**DIRECTION A**
In the forum thread about file links that won't resolve, under which forum section does the thread appear?
**DIRECTION B**
From the forum thread about dead file links, repeat everything from "Can anyone make" down to "here's hoping!".

**SUPPLIED PASSAGE**
....
The Omni Group Forums

The Omni Group Forums (http://forums.omnigroup.com/index.php)
-   OmniFocus Extras (http://forums.omnigroup.com/forumdisplay.php?f=44)
-   -   Finding file links that won't resolve (http://forums.omnigroup.com/showthread.php?t=22908)

mlevin777 2011-12-15 05:09 PM

Finding file links that won't resolve
 
Can anyone make a script to identify those actions which contain attachment links to which the file can't be found? I need to scan my large database and (periodically, since this keeps happening) find those links which are "dead" now.

here's hoping!
....
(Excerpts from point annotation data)
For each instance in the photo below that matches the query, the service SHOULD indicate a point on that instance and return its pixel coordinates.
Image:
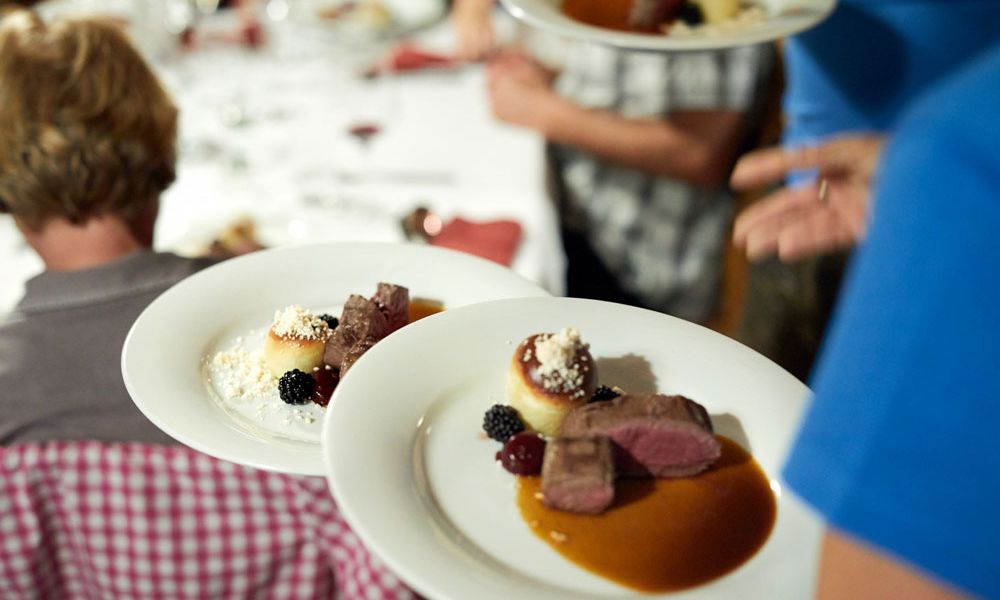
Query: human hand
(472, 20)
(797, 222)
(519, 90)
....
**COMPLETE OUTPUT A**
OmniFocus Extras

**COMPLETE OUTPUT B**
Can anyone make a script to identify those actions which contain attachment links to which the file can't be found? I need to scan my large database and (periodically, since this keeps happening) find those links which are "dead" now.

here's hoping!